:: Data section ::
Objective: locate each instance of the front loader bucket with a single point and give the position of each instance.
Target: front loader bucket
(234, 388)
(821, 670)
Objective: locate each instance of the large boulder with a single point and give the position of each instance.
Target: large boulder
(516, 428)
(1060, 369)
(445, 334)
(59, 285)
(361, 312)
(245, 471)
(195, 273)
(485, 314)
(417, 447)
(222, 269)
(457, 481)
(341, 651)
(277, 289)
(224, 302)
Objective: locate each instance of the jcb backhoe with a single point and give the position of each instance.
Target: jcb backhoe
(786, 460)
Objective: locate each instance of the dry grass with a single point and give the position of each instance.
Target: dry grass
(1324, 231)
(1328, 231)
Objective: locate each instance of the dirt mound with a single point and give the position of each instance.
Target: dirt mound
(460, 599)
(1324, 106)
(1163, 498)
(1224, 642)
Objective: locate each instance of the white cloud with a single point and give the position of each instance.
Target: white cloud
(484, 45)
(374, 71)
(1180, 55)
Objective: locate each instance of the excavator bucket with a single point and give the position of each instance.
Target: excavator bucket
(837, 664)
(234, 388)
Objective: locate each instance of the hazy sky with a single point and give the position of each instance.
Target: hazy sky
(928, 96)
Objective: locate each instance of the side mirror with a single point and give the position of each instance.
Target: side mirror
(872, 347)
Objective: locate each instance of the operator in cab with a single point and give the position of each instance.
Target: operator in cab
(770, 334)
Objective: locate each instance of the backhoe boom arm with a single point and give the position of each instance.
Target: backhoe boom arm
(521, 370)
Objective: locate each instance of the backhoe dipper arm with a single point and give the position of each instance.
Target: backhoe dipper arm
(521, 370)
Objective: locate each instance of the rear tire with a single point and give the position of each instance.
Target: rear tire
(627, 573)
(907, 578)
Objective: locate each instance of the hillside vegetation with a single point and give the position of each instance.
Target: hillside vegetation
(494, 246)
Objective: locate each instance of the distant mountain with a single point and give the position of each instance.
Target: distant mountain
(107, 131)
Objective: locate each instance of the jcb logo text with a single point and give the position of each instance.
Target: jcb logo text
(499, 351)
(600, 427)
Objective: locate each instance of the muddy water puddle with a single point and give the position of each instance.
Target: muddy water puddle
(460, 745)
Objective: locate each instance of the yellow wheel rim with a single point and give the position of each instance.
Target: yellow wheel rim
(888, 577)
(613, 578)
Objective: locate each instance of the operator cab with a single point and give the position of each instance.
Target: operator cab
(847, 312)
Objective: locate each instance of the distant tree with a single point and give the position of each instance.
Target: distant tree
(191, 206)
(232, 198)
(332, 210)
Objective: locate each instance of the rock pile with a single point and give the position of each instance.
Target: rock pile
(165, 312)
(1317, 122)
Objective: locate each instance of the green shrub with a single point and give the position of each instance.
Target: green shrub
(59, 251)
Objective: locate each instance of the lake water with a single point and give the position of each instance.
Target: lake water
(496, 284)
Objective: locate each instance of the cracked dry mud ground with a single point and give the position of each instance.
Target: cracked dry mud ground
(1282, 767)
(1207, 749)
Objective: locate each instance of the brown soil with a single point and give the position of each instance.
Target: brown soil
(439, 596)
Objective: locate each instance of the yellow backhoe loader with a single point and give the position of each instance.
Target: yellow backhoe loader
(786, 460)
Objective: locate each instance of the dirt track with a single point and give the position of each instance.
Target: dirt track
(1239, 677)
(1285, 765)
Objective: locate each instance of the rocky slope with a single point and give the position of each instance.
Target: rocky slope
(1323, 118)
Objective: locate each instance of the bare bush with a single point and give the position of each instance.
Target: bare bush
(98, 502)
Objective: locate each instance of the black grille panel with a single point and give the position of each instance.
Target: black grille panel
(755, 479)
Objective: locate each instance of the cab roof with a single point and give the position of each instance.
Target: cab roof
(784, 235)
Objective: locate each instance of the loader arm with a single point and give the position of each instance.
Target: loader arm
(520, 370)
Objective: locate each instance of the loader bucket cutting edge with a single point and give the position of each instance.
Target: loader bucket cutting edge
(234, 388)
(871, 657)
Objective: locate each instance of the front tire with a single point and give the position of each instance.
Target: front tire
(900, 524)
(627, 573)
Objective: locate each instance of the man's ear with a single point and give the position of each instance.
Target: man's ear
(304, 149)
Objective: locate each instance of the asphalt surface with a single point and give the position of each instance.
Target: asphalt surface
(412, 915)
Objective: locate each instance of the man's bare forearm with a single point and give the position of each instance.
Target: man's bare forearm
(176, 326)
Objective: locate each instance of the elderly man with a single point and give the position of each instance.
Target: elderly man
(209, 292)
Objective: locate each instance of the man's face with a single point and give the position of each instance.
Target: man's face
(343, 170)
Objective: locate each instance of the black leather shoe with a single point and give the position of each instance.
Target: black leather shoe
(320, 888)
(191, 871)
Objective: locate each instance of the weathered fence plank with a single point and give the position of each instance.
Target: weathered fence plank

:: Directions for this task ::
What is the number of lines in the records that contain the word "fence"? Answer with the number and nothing else.

:: Response to the exercise ::
2